Work to be completed: Put the rows below into a Markdown table with two columns, No. and Text, numbering each row and leaving out any blank lines.
+ + + +
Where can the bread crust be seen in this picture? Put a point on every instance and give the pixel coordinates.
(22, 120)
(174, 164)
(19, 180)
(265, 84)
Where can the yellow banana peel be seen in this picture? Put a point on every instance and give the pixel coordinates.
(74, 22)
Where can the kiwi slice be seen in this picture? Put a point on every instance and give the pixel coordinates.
+ + + +
Answer to this exercise:
| No. | Text |
|---|---|
| 1 | Where can the bread crust be seen in this picture? Put a point on every instance and give the pixel coordinates. |
| 2 | (22, 120) |
| 3 | (174, 164) |
| 4 | (19, 180) |
| 5 | (265, 84) |
| 6 | Where can the yellow banana peel be seen in this picture? Put a point on every instance and give the pixel coordinates. |
| 7 | (74, 22) |
| 8 | Where can the kiwi slice be seen in this picture? Put a point on every instance and give the pixel coordinates. |